▶ Page excerpt:
※ ※ ※

JOHN RUSKIN

  b. Feb. 8, 1819, London, Eng.
  d. Jan. 20, 1900, Coniston, Lancashire

 English writer, critic, and artist who championed the Gothic Revival movement in
 architecture and had a large influence upon public taste in art in Victorian
 England.
 Youth.
 John Ruskin's parents recognized a dangerous precocity and an unstable genius in
 their child and sheltered him from contact with reality. His father, John James
 Ruskin, was a successful wine merchant. The Ruskins moved to Herne Hill, on the
 southern outskirts of London, when Ruskin was four, and to nearby Denmark Hill,
 near Dulwich, when he was 20. His natural appetite for pictures found satisfaction
 in the Dulwich College Picture Gallery, and the pictures exhibited there remained
 the basis of his thoughts on art.

 The Dulwich gallery, his readings at home, and his father's encouragement of his
 facile talents in writing and drawing were the most valuable part of his education.
 He also took drawing lessons from the watercolourist Copley Fielding. When he
 was 14 the family began a series of tours in Europe, and in the Alps he found the
 beauty and sublimity that his imagination needed.

 When he was 17 Ruskin fell in love with Adèle Domecq, the daughter of his
 father's Spanish partner. The frustration of this affair seems to have been the
 effective cause of a permanent failure to attain emotional maturity. In 1836
 Ruskin went up to Christ Church, Oxford, where his studies were desultory and his
 social life was hampered by his mother's presence in lodgings nearby. Nonetheless,
 he had gotten away from the suburbs and made friends who were permanently to
 enrich his life. He won the Newdigate prize for poetry in 1839 and, because of a
 generous allowance from his father, was able to begin to collect pictures by
 J.M.W. Turner.
 First visit to Italy.
 Ruskin's time at the University of Oxford was interrupted suddenly in the spring of
 1840, when he suffered a hemorrhage, which the doctors considered to be of
 consumptive origin. They advised that he should winter abroad, and the family
 departed for Italy. Ruskin made many sketches in the course of the long, leisurely
 journey, but in Rome he began to have a clearer idea of the difference between
 amateur and professional work. They went on to Naples, where he had another
 attack, but on the return journey, by Venice through Switzerland, he regained
 energy and hope. He found himself able to see natural beauty in all its
 gamut--from great mountains to minute plants--with a new vividness, and he
 devoted himself to describing it with artistry.
 Ruskin returned to Oxford in the autumn and was graduated in the spring of 1842.

※ ※ ※

▶ Information given:
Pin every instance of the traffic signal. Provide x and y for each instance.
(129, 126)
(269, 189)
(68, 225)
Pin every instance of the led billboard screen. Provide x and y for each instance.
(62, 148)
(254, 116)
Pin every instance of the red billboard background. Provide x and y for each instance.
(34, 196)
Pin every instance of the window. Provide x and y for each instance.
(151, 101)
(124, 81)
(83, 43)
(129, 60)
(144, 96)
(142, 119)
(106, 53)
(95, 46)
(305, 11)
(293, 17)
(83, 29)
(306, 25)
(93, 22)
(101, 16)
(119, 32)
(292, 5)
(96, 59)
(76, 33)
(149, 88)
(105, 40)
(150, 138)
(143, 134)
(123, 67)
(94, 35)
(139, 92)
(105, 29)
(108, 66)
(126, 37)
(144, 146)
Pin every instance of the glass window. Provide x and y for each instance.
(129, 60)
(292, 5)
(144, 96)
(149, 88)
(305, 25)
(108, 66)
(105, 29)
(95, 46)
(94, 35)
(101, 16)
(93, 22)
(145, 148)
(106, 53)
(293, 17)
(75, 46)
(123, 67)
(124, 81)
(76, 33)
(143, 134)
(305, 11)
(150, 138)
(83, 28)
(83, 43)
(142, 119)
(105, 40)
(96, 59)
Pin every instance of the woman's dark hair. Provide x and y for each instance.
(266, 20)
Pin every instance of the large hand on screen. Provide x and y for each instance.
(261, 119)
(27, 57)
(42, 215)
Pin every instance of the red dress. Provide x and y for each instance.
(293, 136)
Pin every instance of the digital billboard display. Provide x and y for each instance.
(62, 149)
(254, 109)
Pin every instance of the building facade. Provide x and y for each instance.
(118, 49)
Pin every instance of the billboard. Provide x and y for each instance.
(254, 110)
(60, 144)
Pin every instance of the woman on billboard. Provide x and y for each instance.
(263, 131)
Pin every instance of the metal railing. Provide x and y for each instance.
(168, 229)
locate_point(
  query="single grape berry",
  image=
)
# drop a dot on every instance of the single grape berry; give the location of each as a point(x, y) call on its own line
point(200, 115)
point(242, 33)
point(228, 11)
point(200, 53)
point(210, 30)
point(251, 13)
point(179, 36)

※ ※ ※

▶ Assigned task: List every person the Ruskin biography names other than John Ruskin himself.

▶ Response box: John James Ruskin, Copley Fielding, Adèle Domecq, J.M.W. Turner